▶ [Entries supplied]
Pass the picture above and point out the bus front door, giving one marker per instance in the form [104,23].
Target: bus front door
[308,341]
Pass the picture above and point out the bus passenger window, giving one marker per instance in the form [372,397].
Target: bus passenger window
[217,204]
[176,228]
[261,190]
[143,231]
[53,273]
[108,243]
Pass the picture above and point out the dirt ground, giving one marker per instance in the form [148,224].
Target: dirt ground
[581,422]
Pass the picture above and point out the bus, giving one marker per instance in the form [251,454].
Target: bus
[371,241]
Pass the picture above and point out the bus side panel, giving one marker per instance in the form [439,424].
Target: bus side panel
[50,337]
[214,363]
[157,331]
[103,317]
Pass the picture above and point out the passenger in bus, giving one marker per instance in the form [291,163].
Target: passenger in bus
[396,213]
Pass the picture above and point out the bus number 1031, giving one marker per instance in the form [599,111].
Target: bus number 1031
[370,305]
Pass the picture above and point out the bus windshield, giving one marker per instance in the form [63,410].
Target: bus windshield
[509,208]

▶ [Work required] Copy out every line of the material above that contains the string "form".

▶ [Solution to this task]
Pass the picture above and point out the bus front door, giving one marker per instance in the form [104,23].
Pass the picture above and point out the bus passenger window, giving one marker per instance in the form [372,397].
Pass the picture above and point out the dirt ground, giving one marker per instance in the form [148,224].
Pass the picture above and point out the bus, giving one marker per instance in the form [251,454].
Pass the picture above and point out the bus side panel, giving one marker per instance in the form [439,424].
Pass the picture above and point out the passenger in bus, giving one marker per instance in the form [291,163].
Pass the picture above and point out the bus number 1031, giving one marker per instance in the form [599,111].
Pass the picture above and point out the bus windshield, giving one marker per instance in the form [63,410].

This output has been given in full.